Please rewrite the listing from the line with "Question. Identify every instance of the step" up to and including the line with "Question. Identify every instance of the bare", putting "plain backdrop" in place of "white backdrop" and changing nothing else.

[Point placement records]
==========

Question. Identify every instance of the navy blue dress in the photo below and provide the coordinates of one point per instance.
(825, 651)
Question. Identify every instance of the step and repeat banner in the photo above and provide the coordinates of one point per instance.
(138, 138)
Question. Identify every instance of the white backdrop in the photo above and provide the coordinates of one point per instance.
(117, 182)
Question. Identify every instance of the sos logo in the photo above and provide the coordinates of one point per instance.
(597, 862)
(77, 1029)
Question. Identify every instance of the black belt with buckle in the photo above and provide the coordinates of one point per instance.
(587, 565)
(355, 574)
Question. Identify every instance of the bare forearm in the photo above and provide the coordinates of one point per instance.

==========

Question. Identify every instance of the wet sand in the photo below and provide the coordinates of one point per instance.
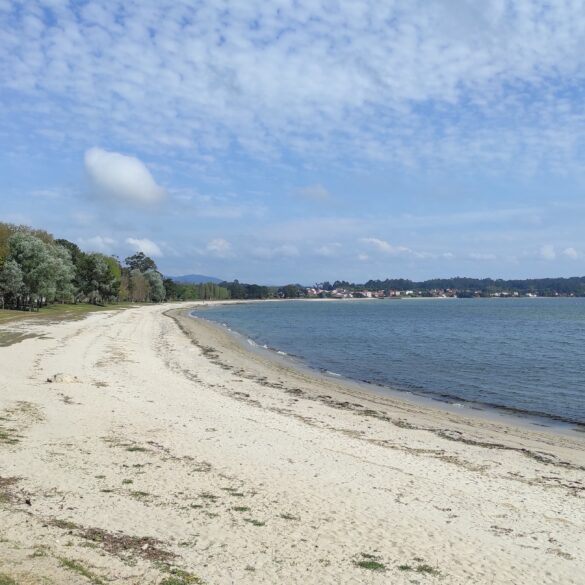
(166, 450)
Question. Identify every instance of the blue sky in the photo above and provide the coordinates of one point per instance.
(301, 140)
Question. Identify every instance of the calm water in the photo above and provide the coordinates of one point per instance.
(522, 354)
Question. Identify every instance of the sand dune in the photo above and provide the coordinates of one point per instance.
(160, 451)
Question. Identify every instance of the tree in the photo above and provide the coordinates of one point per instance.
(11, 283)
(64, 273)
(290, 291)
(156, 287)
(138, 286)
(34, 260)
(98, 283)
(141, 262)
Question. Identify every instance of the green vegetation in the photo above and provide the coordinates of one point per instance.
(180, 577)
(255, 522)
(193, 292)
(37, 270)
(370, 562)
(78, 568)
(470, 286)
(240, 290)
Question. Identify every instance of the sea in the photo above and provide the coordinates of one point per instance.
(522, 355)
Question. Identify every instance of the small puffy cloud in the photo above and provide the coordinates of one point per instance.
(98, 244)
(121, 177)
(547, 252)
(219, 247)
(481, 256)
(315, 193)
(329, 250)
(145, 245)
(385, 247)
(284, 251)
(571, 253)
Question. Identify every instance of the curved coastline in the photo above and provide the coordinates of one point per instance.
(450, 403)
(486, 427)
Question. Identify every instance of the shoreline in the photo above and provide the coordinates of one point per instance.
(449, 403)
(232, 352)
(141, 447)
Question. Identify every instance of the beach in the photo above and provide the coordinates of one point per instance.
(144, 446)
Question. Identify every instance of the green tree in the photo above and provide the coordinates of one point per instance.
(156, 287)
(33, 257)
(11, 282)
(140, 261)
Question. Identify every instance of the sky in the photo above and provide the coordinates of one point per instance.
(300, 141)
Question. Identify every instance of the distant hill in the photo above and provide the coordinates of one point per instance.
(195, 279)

==========

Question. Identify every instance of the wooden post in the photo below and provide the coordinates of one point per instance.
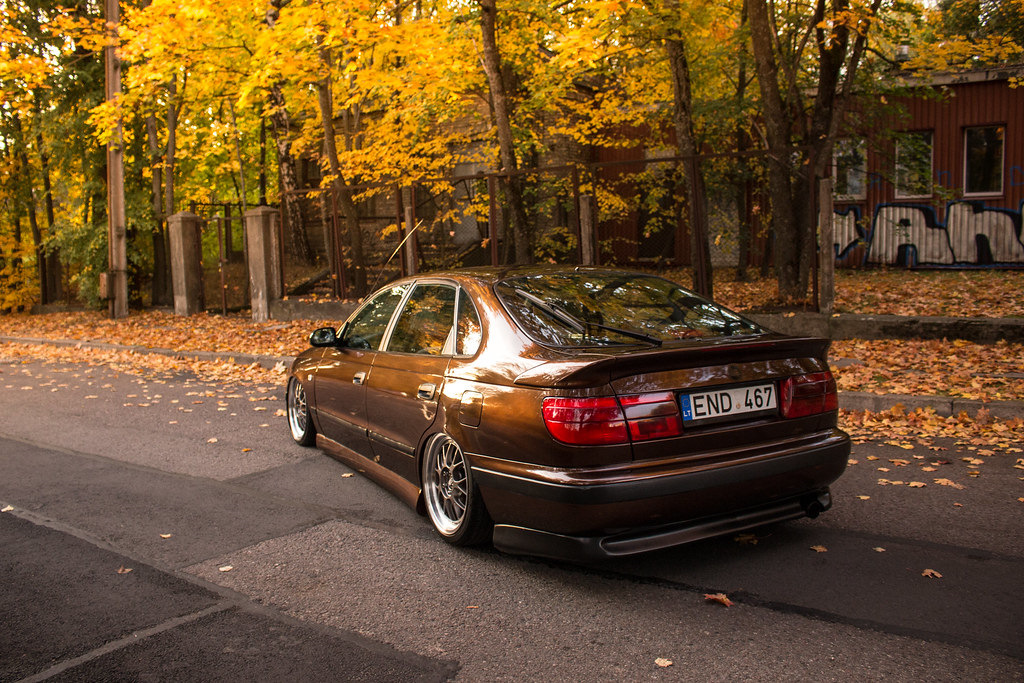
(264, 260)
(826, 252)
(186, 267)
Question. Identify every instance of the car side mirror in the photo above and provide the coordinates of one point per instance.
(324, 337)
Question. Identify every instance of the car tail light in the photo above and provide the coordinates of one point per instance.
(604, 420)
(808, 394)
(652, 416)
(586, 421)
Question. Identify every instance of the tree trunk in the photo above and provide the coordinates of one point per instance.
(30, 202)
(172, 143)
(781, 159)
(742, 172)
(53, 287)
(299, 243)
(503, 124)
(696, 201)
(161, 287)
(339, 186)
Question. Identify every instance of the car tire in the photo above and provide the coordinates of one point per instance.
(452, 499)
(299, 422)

==========

OUTPUT:
Question. Identify every instance of the step and repeat banner in the photo above and provide the coordinates of one point per instance.
(138, 138)
Question. Identify every instance of the plain backdrop in the photo above and provide the coordinates of one point per instance.
(117, 182)
Question. Identify every instance of the sos logo in the photo above and provide the coordinates of one point per instance.
(597, 862)
(77, 1029)
Question. Identify every instance of the black belt with buckle in the photo above and provide the coordinates of one point per instance.
(587, 565)
(355, 574)
Question. Identify every instance of the bare forearm in the photo above and provide the coordinates of one point per instance.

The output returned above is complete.